*** Document segment ***

Elgato is a name synonymous with streamers, offering products ranging from green screens and key lights, to capture cards and their proprietary stream deck. Now, Elgato is flexing their way onto the audio scene with two new premium products: the Wave:1 and Wave:3 microphones. These new additions to the Elgato lineup, in partnership with Lewitt Audio, are condenser mics with a USB interface, perfect for plug-and-play recordings. I’ve had the opportunity to use the Wave:3 for myself. But is it the right fit for you? Join us as we find out!
- Current Price: $159.99
- Key Features:
- Proprietary Clipguard technology
- Low cut filter
- Internal pop filter
- Capacitive mute button
- Stream deck integration
- Multifunctional mix dial
- Capsule: 17 mm Electret
- Polar Pattern: Cardioid
- Resolution: 24-bit
- Sample Rate: 96 kHz
- Freq Range: 70 – 20k Hz
- Sensitivity: -25dBFS (min gain) | 15dBFS (max gain)

*** Dataset entries ***

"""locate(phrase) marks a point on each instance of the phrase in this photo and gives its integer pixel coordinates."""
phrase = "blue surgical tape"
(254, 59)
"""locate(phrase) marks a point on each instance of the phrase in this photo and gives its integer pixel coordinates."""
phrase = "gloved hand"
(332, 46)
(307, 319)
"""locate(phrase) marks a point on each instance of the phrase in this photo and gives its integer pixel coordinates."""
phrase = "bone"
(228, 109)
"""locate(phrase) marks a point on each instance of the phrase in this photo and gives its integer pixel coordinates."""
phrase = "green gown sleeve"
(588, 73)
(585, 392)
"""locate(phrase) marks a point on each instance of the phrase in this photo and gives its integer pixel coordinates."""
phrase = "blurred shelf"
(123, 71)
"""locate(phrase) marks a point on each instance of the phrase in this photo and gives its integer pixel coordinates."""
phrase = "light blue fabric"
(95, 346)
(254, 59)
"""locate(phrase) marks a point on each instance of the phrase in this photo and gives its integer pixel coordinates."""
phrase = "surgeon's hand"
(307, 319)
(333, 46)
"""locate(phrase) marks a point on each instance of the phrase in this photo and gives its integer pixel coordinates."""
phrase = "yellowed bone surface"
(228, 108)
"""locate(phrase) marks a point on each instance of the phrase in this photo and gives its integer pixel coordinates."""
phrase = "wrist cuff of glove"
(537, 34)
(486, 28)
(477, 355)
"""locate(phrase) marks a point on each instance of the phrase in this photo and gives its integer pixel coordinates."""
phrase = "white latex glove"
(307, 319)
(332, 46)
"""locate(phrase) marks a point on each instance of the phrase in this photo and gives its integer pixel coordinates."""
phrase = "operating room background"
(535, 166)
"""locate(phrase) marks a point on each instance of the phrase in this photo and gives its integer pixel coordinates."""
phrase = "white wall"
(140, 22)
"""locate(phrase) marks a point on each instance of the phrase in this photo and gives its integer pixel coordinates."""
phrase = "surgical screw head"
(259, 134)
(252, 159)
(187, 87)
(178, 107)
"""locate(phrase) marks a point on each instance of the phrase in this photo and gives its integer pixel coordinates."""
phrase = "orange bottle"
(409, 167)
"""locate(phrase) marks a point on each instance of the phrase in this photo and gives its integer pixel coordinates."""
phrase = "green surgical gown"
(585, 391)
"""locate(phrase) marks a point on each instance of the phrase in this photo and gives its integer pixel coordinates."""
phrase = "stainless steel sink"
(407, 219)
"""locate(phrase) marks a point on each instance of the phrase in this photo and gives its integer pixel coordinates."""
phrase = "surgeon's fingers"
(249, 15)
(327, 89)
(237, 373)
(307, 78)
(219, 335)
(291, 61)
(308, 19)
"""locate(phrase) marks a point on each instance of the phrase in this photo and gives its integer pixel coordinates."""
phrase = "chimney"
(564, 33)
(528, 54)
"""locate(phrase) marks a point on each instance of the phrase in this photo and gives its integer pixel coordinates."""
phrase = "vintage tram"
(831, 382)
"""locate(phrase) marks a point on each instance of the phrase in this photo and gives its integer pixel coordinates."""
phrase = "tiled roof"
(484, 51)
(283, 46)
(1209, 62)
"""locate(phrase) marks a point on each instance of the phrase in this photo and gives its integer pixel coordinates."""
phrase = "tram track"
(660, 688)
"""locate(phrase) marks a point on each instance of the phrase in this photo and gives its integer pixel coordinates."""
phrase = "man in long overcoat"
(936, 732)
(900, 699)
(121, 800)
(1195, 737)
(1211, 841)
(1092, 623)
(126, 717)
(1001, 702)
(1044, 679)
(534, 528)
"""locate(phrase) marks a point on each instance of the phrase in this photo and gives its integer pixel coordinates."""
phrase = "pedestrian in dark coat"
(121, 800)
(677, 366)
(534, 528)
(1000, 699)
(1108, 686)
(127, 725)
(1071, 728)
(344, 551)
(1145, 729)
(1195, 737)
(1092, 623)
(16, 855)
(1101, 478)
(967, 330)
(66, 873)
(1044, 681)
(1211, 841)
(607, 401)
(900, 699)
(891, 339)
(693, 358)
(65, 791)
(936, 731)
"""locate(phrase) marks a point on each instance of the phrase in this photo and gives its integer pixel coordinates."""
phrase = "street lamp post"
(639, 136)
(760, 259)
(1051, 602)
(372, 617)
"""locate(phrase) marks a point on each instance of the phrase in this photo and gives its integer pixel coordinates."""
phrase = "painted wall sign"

***

**Tasks for this exercise**
A) List every key feature named in the Wave:3 microphone review.
B) Check each statement against the Wave:3 microphone review and mark it yes or no: (i) Elgato made its new microphones together with Lewitt Audio. (ii) The Wave:3 has a supercardioid polar pattern. (iii) The Wave:3 records at a sample rate of 48 kHz.

**Written answers**
A)
Proprietary Clipguard technology
Low cut filter
Internal pop filter
Capacitive mute button
Stream deck integration
Multifunctional mix dial

B)
(i) Yes: "in partnership with Lewitt Audio"
(ii) No: "Polar Pattern: Cardioid"
(iii) No: "Sample Rate: 96 kHz"